(Records)
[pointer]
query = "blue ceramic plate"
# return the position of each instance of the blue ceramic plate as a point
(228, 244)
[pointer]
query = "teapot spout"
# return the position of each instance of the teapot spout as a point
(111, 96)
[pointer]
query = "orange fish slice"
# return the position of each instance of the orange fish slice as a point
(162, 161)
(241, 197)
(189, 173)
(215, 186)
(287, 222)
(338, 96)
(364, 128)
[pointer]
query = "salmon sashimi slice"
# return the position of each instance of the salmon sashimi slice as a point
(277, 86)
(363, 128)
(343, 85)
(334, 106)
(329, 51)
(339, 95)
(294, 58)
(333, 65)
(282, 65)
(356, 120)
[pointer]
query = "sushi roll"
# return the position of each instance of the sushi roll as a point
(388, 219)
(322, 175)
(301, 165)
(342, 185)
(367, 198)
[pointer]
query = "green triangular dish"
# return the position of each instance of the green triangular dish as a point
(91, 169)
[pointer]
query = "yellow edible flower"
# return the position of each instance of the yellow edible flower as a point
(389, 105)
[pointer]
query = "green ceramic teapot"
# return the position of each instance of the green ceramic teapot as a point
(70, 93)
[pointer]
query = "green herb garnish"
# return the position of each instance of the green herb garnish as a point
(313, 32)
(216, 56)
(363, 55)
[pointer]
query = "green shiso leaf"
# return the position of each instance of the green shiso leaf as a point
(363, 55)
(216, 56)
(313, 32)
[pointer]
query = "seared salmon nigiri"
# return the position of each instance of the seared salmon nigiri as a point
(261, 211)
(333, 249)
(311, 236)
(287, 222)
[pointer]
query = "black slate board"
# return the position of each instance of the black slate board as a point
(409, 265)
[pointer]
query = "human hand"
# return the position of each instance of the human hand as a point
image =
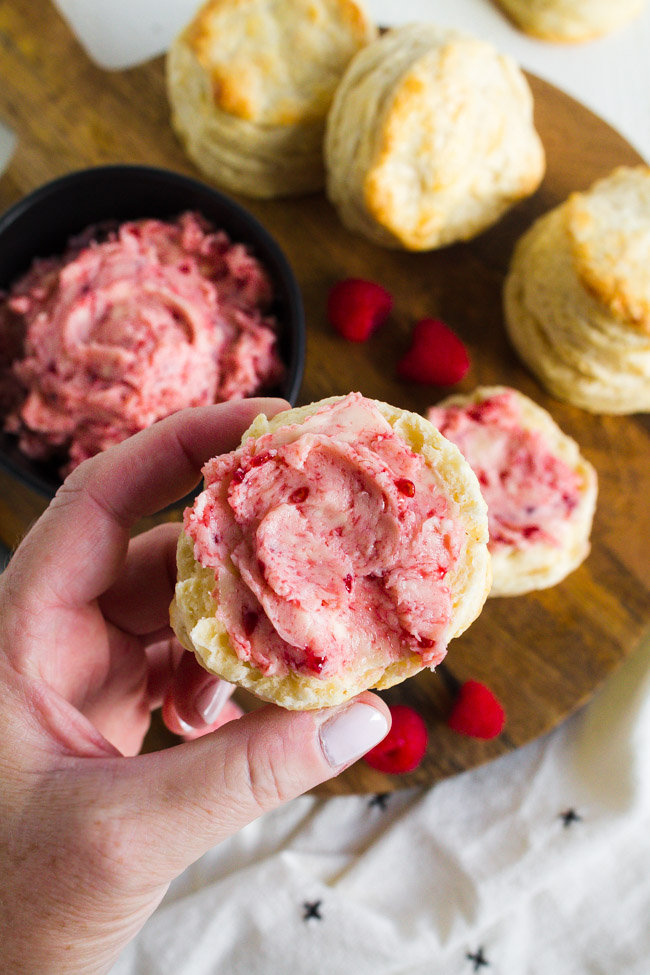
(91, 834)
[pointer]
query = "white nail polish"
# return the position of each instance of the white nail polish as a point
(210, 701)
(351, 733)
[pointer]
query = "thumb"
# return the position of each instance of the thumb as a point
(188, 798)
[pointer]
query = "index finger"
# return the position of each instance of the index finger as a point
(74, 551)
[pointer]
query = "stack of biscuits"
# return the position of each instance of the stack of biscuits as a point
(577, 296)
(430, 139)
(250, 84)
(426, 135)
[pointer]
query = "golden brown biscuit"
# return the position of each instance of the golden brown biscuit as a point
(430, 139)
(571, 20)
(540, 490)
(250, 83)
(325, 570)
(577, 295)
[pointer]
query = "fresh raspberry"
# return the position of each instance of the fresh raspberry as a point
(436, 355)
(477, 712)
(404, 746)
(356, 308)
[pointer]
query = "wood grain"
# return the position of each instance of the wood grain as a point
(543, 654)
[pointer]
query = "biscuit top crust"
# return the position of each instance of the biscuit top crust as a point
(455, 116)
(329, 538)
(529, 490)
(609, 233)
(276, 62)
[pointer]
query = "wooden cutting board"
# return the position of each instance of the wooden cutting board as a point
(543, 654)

---

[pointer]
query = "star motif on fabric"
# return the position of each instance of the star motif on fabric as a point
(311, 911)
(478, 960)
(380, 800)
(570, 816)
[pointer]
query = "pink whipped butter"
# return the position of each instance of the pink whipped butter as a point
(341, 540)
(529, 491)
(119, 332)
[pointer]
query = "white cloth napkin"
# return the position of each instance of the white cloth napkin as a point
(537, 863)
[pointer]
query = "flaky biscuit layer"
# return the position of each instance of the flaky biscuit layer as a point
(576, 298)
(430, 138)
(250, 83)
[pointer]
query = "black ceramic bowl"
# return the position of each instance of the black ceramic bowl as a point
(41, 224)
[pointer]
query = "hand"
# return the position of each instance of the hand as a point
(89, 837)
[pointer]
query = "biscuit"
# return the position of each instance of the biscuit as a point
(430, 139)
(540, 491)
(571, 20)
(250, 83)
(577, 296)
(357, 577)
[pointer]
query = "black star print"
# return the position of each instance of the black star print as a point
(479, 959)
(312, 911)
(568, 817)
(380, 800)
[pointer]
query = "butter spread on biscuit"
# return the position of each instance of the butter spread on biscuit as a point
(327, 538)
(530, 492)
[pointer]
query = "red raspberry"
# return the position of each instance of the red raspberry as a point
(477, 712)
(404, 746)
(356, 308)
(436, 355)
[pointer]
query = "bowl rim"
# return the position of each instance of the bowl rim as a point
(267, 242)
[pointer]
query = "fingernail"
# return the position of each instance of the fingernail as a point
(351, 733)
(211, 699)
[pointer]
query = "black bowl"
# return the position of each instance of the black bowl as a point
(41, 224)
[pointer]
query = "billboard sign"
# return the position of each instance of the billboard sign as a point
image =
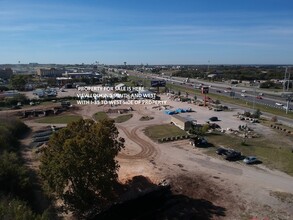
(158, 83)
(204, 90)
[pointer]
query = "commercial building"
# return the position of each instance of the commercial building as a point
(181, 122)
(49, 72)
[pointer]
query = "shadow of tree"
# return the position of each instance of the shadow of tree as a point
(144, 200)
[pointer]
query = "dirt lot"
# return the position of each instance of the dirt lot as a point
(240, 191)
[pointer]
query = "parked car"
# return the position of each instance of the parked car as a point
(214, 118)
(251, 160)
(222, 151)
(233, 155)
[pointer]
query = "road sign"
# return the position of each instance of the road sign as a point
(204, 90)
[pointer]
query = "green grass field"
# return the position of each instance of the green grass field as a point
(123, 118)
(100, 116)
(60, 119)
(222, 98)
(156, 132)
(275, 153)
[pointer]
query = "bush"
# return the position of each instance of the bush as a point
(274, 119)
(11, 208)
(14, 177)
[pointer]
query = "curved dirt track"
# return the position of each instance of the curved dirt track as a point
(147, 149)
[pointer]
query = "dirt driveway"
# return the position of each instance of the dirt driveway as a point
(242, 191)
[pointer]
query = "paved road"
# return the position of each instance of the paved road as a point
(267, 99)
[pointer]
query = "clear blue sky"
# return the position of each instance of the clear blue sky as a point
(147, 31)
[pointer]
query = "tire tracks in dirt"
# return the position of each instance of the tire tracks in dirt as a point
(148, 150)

# [Aim]
Show every line of the listing above that contains the string "billboard", matching case exactly.

# [Right answer]
query = "billboard sign"
# return the position of each instance of the billboard sign as a point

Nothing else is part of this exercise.